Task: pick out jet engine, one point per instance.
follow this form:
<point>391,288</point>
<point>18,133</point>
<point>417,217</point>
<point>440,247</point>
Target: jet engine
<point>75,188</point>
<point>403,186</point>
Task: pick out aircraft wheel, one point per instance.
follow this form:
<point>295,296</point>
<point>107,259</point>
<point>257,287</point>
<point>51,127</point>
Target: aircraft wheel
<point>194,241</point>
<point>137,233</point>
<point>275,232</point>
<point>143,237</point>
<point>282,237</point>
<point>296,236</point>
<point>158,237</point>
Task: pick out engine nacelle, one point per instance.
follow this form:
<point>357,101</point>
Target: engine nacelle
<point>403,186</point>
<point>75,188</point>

Written instruction >> Output all of the data above again, line for line and without any changes.

The output >>
Task: pick out jet engine, one point per instance.
follow this form:
<point>391,288</point>
<point>18,133</point>
<point>417,217</point>
<point>440,247</point>
Target: jet engine
<point>75,188</point>
<point>403,186</point>
Task: pick out aircraft wheel, one point per instance.
follow this form:
<point>295,296</point>
<point>107,259</point>
<point>257,287</point>
<point>51,127</point>
Target: aircraft wheel
<point>194,241</point>
<point>137,233</point>
<point>275,232</point>
<point>143,237</point>
<point>282,237</point>
<point>296,236</point>
<point>158,237</point>
Task: pick out engine nacelle, one point per instance.
follow this form:
<point>357,101</point>
Target: engine nacelle
<point>403,186</point>
<point>75,188</point>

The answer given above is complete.